* Set problem:
Which lines run from the one containing "drop a point: the billboard" to the end of the entries? Quote them exactly, and nothing else.

Records from a dataset:
* Start *

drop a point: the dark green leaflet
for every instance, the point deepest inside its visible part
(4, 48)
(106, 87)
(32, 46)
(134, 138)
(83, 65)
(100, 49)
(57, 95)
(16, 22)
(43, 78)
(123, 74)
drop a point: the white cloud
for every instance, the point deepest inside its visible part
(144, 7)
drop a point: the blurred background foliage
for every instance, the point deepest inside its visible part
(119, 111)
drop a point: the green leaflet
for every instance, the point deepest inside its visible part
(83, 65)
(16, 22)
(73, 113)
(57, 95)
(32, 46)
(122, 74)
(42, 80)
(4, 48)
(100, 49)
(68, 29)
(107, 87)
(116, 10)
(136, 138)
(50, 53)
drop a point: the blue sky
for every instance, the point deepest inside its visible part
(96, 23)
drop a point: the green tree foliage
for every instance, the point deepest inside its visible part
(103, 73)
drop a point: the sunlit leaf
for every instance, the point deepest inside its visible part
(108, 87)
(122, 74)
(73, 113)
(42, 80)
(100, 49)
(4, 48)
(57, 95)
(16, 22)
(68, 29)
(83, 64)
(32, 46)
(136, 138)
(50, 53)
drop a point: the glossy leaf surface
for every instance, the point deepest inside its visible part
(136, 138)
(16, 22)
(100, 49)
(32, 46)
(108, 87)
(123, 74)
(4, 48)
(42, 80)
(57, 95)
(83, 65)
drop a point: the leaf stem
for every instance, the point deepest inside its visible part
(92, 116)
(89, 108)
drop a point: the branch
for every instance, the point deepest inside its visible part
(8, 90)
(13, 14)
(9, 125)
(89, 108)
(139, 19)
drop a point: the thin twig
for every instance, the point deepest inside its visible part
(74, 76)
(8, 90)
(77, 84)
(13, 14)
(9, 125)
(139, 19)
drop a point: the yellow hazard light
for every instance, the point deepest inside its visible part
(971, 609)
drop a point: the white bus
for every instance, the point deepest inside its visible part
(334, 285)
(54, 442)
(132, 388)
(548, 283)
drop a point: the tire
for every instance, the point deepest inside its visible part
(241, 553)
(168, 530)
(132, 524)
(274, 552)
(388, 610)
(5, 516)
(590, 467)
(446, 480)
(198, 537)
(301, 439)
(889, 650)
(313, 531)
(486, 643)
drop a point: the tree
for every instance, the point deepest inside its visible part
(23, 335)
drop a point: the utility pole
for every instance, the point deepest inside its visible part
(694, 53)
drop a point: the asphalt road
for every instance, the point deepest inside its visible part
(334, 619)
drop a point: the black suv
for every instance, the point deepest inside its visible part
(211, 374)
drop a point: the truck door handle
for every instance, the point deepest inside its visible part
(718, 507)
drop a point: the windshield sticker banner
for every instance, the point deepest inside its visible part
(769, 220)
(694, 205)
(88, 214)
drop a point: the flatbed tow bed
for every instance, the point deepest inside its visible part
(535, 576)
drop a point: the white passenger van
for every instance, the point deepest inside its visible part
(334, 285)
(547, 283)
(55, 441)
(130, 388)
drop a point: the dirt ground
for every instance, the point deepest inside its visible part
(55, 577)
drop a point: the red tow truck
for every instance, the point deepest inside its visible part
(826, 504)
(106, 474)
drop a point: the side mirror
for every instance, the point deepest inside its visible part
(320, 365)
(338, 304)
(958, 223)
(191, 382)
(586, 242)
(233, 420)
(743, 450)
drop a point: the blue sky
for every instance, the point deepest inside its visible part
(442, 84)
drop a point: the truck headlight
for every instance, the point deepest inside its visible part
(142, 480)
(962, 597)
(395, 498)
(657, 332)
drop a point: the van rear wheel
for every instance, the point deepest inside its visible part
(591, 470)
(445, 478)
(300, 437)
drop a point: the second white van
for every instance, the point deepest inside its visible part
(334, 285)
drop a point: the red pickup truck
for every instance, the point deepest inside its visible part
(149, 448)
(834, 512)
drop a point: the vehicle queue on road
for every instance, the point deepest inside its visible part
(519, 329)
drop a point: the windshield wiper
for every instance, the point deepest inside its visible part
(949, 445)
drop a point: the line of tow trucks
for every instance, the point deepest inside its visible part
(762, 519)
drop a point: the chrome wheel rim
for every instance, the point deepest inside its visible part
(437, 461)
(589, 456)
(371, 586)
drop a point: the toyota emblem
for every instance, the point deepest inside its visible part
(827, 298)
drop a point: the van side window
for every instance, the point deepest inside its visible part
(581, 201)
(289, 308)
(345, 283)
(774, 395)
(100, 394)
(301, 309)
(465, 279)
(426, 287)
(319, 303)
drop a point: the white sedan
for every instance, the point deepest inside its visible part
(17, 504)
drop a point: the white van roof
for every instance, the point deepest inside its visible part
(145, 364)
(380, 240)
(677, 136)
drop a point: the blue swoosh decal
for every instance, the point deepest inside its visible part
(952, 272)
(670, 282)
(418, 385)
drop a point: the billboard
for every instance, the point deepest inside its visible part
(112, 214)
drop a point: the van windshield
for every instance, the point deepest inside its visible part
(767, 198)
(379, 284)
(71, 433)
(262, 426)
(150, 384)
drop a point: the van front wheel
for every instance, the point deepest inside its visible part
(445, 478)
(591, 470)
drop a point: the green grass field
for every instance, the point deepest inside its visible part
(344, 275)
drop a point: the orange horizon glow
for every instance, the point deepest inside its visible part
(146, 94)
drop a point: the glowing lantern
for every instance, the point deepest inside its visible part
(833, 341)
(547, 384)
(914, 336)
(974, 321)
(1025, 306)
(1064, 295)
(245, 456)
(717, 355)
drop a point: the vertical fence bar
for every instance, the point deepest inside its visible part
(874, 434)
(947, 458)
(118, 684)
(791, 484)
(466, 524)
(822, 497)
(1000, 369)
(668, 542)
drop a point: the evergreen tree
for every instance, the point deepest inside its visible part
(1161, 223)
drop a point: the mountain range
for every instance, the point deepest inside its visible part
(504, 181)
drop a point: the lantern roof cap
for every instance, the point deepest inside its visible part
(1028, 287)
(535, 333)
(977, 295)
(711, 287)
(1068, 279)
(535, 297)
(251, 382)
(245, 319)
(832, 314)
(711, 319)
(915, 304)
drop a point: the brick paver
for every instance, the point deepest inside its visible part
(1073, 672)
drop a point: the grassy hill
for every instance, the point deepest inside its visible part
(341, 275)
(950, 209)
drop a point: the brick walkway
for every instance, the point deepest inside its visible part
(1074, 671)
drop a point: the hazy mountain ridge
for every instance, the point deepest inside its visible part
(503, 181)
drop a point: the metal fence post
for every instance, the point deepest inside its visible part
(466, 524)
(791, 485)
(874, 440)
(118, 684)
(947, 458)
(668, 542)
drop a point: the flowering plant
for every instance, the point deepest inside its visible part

* End *

* Correct result:
drop a point: the billboard
for every instance, the point deepest inside its visible part
(112, 214)
drop a point: the van windshield
for every instance, the point deepest inside its visible part
(767, 198)
(379, 284)
(71, 433)
(262, 426)
(150, 384)
drop a point: the van front wheel
for every instance, the point deepest inside its visible part
(445, 478)
(591, 470)
drop a point: the green grass field
for every instance, the point deepest inside its visible part
(344, 275)
drop a point: the orange horizon glow
for every instance, the point deepest inside its visible part
(146, 94)
drop a point: the glowing lantern
for every instance, the point deepest inside its visible part
(833, 341)
(547, 384)
(914, 336)
(974, 321)
(1025, 306)
(1064, 295)
(245, 456)
(717, 355)
drop a point: the vertical fence bar
for every instance, the point deepest inside its visible part
(874, 434)
(947, 458)
(118, 684)
(791, 484)
(466, 524)
(822, 497)
(1000, 369)
(668, 542)
drop a point: the evergreen tree
for every instance, the point deepest inside its visible part
(1161, 223)
drop a point: the mountain range
for every instance, the point deepest inside its visible part
(504, 181)
drop a point: the lantern roof cap
for every instance, the point deepest inside its visible part
(1028, 287)
(535, 333)
(977, 295)
(711, 287)
(1068, 279)
(535, 297)
(251, 382)
(245, 319)
(832, 314)
(711, 319)
(915, 304)
drop a point: the brick paver
for every instance, the point deepest inside its visible part
(1073, 672)
drop a point: the grassy hill
for every instance, the point deepest inside its visible part
(341, 275)
(950, 209)
drop a point: the brick walkway
for every instance, the point deepest inside its visible part
(1074, 671)
drop a point: the hazy mountain ridge
for every instance, the point deepest inside its visible part
(503, 181)
drop a point: the metal fence post
for every instance, the point deepest inside its visible part
(466, 524)
(791, 485)
(874, 440)
(118, 684)
(947, 458)
(668, 542)
drop a point: the flowering plant
for every instance, the point deepest inside its visible part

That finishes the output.